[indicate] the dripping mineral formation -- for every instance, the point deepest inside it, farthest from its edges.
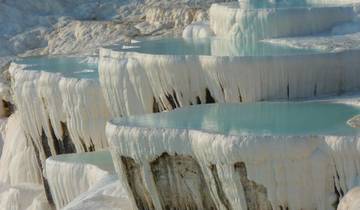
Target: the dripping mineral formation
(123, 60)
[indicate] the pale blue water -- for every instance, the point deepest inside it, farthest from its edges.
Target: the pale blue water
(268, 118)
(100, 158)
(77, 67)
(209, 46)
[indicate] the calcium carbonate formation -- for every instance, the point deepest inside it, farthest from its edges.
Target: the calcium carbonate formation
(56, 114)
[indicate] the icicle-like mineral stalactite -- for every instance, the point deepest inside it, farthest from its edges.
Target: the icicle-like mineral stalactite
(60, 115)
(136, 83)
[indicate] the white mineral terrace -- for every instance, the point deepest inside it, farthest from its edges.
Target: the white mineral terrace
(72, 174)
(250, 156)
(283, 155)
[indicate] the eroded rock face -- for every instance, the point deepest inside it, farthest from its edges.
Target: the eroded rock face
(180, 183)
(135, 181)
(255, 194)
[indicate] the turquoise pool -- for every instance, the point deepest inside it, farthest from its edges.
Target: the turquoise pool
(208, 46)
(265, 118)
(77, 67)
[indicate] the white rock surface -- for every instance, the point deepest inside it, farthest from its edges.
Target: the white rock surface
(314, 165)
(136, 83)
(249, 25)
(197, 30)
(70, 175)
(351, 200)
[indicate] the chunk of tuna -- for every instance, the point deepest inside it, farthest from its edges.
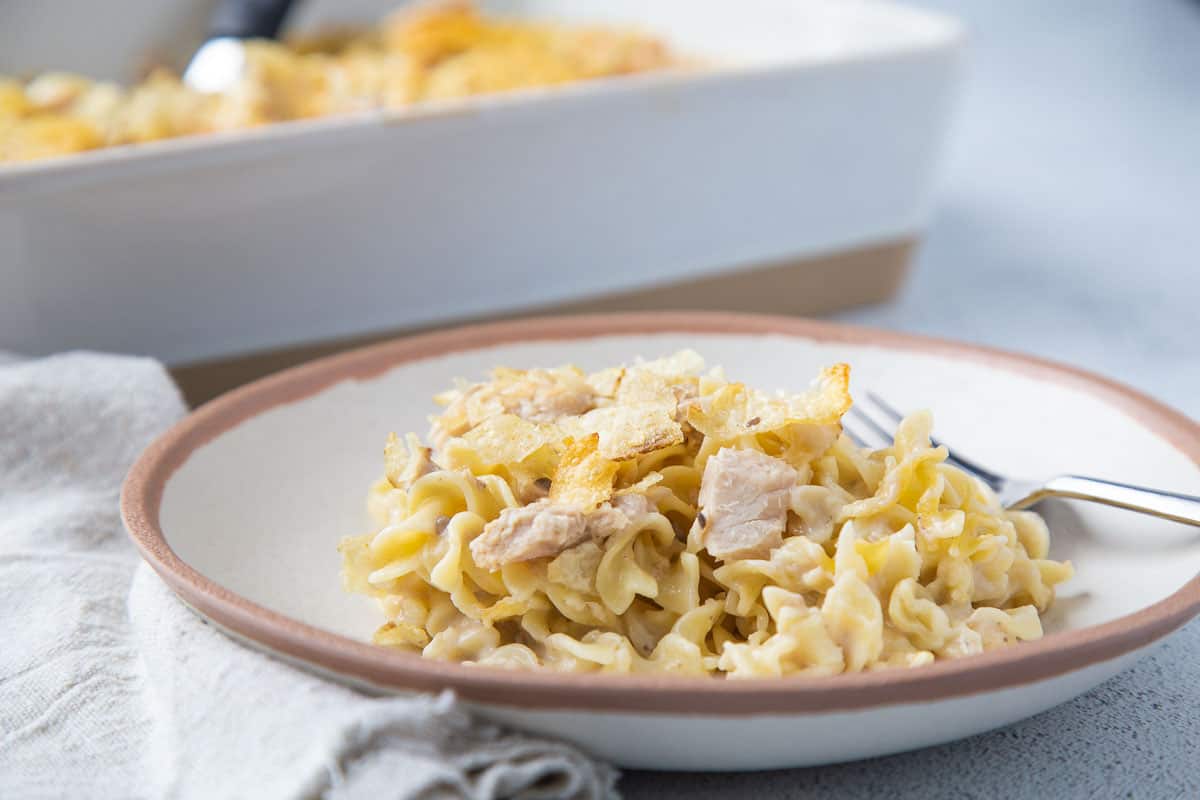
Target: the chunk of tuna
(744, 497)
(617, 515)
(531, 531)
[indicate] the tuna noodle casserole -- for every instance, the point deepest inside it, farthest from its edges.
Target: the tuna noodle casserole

§ WHAT YOU ARE ASKED TO DO
Edit everything from the line containing "[indicate] the eroded" down to the end of the data, putting "weathered rock face" in place of "eroded rock face" and keeping all else unchanged. Leave the pictures out of your answer.

§ WRITTEN RESPONSE
[indicate] the weathered rock face -- for every instance, the point deepest inside it, farthest from its edges.
Target: the weathered rock face
(180, 183)
(135, 181)
(255, 194)
[indicate] the turquoise pool -- for every instance, the point deepest inside it, farthest from its edges.
Target: the turquoise pool
(208, 46)
(265, 118)
(77, 67)
[indicate] the white rock surface -- for every instance, the point deepest inside it, farthest from its edges.
Target: the white rock surface
(314, 165)
(136, 83)
(249, 25)
(197, 30)
(70, 175)
(351, 200)
[indicate] the chunk of tuna -- for every instance, the point deepest inside it, farthest from its edges.
Target: the chunk of tuna
(744, 497)
(617, 515)
(531, 531)
[indicate] the tuna noodle casserole -- for every instance, the point deepest inside it, farthest from its edges.
Target: the tuna noodle casserole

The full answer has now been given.